-- INFORMATION PROVIDED --
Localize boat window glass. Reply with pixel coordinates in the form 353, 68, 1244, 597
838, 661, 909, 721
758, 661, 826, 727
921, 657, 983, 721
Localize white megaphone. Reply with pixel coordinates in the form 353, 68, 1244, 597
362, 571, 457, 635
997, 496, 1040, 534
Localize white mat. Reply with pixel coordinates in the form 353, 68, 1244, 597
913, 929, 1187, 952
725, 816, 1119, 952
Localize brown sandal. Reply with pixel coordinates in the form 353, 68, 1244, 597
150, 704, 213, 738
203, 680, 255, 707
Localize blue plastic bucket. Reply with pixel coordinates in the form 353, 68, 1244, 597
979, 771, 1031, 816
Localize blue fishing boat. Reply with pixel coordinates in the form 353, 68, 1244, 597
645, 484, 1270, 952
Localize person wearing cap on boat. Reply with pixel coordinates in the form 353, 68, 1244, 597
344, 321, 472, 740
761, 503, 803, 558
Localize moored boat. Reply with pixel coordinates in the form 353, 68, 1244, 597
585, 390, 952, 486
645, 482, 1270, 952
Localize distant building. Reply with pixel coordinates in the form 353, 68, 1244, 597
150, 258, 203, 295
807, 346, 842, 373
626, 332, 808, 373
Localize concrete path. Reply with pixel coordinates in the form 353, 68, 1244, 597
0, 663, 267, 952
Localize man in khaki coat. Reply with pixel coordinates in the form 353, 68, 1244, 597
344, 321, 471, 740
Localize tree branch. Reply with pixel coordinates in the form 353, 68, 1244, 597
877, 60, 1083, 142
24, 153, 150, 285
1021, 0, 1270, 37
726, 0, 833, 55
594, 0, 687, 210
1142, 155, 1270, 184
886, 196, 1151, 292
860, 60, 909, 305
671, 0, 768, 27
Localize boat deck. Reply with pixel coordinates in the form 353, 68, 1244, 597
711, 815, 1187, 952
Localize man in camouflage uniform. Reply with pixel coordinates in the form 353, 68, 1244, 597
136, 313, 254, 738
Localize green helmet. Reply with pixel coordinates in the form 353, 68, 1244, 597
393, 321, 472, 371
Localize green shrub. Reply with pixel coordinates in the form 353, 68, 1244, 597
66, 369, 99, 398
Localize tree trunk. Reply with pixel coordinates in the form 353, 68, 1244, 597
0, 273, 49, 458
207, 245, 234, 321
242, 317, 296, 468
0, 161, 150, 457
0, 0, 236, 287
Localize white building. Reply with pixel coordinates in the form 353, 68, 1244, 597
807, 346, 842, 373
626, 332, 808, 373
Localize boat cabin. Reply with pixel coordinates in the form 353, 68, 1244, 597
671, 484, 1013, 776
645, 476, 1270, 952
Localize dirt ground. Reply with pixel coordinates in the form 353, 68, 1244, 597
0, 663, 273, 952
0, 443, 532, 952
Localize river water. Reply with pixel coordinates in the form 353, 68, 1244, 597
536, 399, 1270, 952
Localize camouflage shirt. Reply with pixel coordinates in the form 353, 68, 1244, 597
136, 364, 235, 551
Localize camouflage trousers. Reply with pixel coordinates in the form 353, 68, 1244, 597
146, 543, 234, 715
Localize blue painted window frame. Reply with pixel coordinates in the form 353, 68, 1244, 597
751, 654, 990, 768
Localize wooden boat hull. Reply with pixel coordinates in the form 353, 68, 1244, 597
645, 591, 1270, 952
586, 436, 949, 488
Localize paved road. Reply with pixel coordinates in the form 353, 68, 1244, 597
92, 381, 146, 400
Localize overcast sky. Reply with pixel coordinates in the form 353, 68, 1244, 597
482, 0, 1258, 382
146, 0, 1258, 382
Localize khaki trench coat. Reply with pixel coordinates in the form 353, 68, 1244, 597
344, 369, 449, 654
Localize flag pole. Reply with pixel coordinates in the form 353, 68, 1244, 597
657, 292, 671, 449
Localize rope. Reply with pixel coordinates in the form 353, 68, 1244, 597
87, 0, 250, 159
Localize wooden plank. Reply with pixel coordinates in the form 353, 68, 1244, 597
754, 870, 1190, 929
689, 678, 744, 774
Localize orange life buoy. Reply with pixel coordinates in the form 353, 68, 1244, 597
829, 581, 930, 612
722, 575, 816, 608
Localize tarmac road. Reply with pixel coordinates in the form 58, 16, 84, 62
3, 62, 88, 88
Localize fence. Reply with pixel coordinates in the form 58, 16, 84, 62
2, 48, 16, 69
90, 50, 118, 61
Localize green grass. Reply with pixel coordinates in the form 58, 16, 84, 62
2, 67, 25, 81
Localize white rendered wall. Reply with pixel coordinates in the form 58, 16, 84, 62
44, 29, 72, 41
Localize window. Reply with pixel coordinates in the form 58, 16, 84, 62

-- EXERCISE AIM --
Can you retype all of the lines above without changing a single character?

-- RESPONSE TO THIS EXERCISE --
Localize boat window glass. Reply with pixel coordinates in the form 353, 68, 1244, 597
838, 661, 909, 721
758, 661, 826, 727
921, 657, 983, 721
Localize white megaphone. Reply with pixel coordinates in the form 353, 68, 1244, 597
362, 571, 457, 635
997, 496, 1040, 534
Localize white mat. Reply with pixel coordinates in the form 353, 68, 1244, 597
913, 929, 1187, 952
725, 816, 1119, 952
Localize brown sandal. Reply with pixel coordinates in the form 353, 68, 1244, 597
150, 704, 213, 738
203, 680, 255, 707
Localize blue plastic bucket. Reply with pixel coordinates in the form 353, 68, 1244, 597
979, 771, 1031, 816
Localize blue fishing boat. Reply with pixel coordinates in the form 353, 68, 1244, 597
645, 484, 1270, 952
Localize person wearing cap on boat. Reply with pixel coordinates in the form 353, 68, 1244, 597
344, 321, 472, 740
761, 503, 803, 558
Localize moored boat. Reply with pixel coordinates in the form 353, 68, 1244, 597
585, 390, 952, 486
645, 482, 1270, 952
Localize distant building. Reply with pixel coordinates in the form 353, 68, 1244, 597
150, 258, 203, 295
807, 346, 842, 373
626, 332, 808, 373
Localize concrete path. Reply with pixel coordinates in the form 353, 68, 1244, 597
0, 663, 267, 952
Localize man in khaki coat. Reply with pixel coordinates in the form 353, 68, 1244, 597
344, 321, 471, 740
Localize tree branch. Reply with pixel coordinates in the form 353, 68, 1244, 597
877, 60, 1083, 142
24, 153, 150, 285
1021, 0, 1270, 37
726, 0, 833, 55
594, 0, 687, 210
1142, 155, 1270, 184
886, 196, 1151, 292
860, 60, 909, 305
671, 0, 768, 27
Localize boat deck. Reply with pixel coordinates in the form 353, 68, 1244, 597
711, 815, 1187, 952
Localize man in camouflage uniform. Reply with pixel coordinates in the form 353, 68, 1244, 597
136, 313, 254, 738
Localize green helmet. Reply with pixel coordinates in the form 353, 68, 1244, 597
393, 321, 472, 371
Localize green shrub. Reply with pixel coordinates in the form 353, 68, 1244, 597
66, 369, 99, 398
Localize tree trunk. Reply with pixel coordinates in the form 353, 68, 1244, 597
0, 273, 49, 458
207, 245, 234, 321
242, 317, 296, 468
0, 161, 150, 457
0, 0, 236, 287
Localize white building. Reply with pixel coordinates in the form 353, 68, 1244, 597
807, 346, 842, 373
626, 332, 808, 373
Localize boat cabin. Reply with pixel coordinates in the form 353, 68, 1244, 597
671, 484, 1013, 776
645, 476, 1270, 952
Localize dirt ground. Reply with pixel coordinates in the form 353, 68, 1244, 597
0, 663, 273, 952
0, 443, 532, 952
Localize river water. Reply with pixel coordinates in the form 353, 68, 1244, 597
536, 399, 1270, 952
Localize camouflage shirt. Reply with pixel coordinates in the form 353, 68, 1244, 597
136, 364, 235, 551
Localize camouflage trousers. Reply with pixel coordinates in the form 353, 68, 1244, 597
146, 543, 234, 715
Localize blue painted window frame. Reply with pixel coordinates in the form 353, 68, 1244, 597
751, 654, 990, 768
Localize wooden boat hull. Reply with pixel coordinates in the form 353, 68, 1244, 597
645, 591, 1270, 952
586, 436, 949, 488
Localize paved road. Reply with pixel coordinates in the form 353, 68, 1244, 597
92, 381, 146, 400
Localize overcast sky. Reply with pixel coordinates in the form 353, 68, 1244, 597
482, 0, 1258, 382
146, 0, 1258, 382
Localize khaki trench coat. Reply with pixel coordinates in the form 353, 68, 1244, 597
344, 369, 449, 654
Localize flag pole. Reply with pixel coordinates in the form 353, 68, 1244, 597
657, 292, 671, 449
Localize rope. Reply with pixel coordinates in the form 353, 68, 1244, 597
87, 0, 250, 159
Localize wooden plank. Reply with pixel coordinates in the form 353, 68, 1244, 597
754, 870, 1190, 929
689, 678, 744, 774
Localize orange life buoy. Reply with pixel coordinates in the form 353, 68, 1244, 597
829, 581, 930, 612
722, 575, 816, 608
Localize tarmac road. Reply with pixel coordinates in the form 58, 16, 84, 62
3, 62, 88, 88
Localize fence. Reply with pixel coordinates in the form 58, 16, 84, 62
2, 48, 16, 69
90, 50, 118, 61
Localize green grass. Reply with pixel coordinates in the form 58, 16, 84, 62
2, 67, 25, 81
Localize white rendered wall. Reply with pixel coordinates in the form 58, 16, 84, 62
44, 29, 72, 41
Localize window. Reply with pixel coordinates in the form 58, 16, 84, 62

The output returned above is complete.